# DIRECTIONS FOR THIS TASK:
Extract every line of the material below word for word, but leave the pictures out.

# GIVEN RECORDS:
========================================================================
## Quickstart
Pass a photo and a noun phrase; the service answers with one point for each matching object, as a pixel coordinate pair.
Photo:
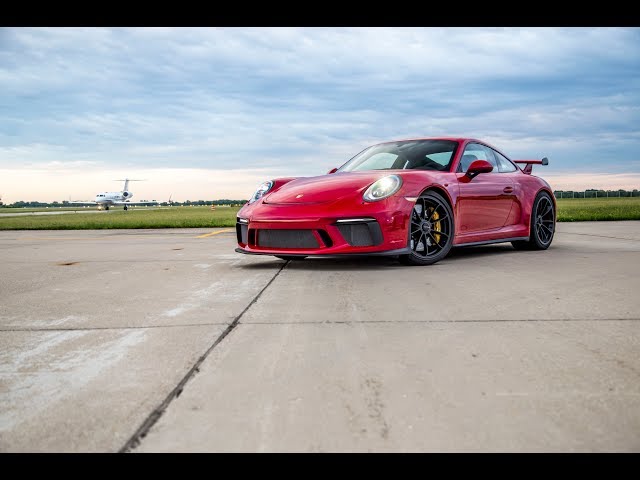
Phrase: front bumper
(366, 229)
========================================================================
# RESULT OF THE EXERCISE:
## Quickstart
Pass a photo and a noun phrase; the service answers with one point for each matching object, as a pixel coordinate pair.
Photo:
Phrase: front bumper
(366, 229)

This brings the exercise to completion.